§ DIRECTIVE:
Locate the line that contains "tag the yellow", then copy it and all later lines of the data below exactly, through the last one.

§ Pointing records:
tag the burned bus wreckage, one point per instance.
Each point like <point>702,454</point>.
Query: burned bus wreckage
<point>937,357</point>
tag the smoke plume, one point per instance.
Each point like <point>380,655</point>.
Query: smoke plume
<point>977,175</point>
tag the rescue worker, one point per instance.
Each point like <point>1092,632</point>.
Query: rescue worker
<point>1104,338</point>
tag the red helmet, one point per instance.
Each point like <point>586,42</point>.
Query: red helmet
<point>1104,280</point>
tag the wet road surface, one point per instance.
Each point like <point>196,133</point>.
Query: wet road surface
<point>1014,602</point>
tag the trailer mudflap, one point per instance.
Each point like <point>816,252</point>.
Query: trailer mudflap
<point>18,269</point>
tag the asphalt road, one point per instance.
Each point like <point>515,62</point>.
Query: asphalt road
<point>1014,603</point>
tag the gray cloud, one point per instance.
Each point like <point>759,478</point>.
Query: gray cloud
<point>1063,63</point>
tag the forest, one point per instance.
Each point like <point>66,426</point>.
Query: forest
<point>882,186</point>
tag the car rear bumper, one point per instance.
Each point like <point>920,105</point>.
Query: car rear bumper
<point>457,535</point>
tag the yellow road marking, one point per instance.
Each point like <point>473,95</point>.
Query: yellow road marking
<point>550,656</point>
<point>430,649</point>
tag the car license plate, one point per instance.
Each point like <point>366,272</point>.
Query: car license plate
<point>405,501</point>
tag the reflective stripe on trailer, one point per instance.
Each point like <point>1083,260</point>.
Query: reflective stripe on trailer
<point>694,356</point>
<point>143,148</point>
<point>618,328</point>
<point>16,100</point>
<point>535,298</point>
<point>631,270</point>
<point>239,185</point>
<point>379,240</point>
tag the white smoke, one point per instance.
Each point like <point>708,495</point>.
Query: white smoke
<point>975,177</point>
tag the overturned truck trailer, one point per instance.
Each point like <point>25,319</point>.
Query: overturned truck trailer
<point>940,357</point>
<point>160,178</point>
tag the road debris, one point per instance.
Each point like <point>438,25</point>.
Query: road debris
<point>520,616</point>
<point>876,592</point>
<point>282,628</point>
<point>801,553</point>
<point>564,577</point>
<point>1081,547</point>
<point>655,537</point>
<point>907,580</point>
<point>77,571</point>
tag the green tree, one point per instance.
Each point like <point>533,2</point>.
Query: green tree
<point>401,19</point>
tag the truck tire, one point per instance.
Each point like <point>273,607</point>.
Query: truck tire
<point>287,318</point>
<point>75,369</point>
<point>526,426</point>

§ ANSWER BELOW:
tag the yellow road marking, one point per instance.
Each point like <point>473,95</point>.
Query: yellow road marking
<point>550,656</point>
<point>430,649</point>
tag the car license plate, one point per instance.
Each point like <point>366,272</point>.
Query: car license plate
<point>405,501</point>
tag the reflective stripe on trailer, one point per instance.
Each point like <point>1083,260</point>.
Query: reflective stripe on trailer
<point>694,356</point>
<point>143,148</point>
<point>618,328</point>
<point>16,100</point>
<point>535,298</point>
<point>631,270</point>
<point>239,185</point>
<point>379,240</point>
tag the white smoke, one point per instance.
Each point like <point>708,495</point>.
Query: white smoke
<point>975,177</point>
tag the overturned truck trailer, one point per instance.
Each point like <point>25,319</point>.
Query: overturned truck trailer
<point>940,357</point>
<point>160,178</point>
tag the road debris, one point per instance.
Each point like <point>438,25</point>.
Query: road debris
<point>520,616</point>
<point>876,592</point>
<point>282,628</point>
<point>801,553</point>
<point>564,577</point>
<point>1081,547</point>
<point>655,537</point>
<point>907,580</point>
<point>77,571</point>
tag the green tree, one point per instance.
Each point like <point>533,2</point>.
Query: green tree
<point>401,19</point>
tag the truck tire, one point per instance.
Each point like <point>273,607</point>.
Query: truck tire
<point>287,318</point>
<point>75,369</point>
<point>526,426</point>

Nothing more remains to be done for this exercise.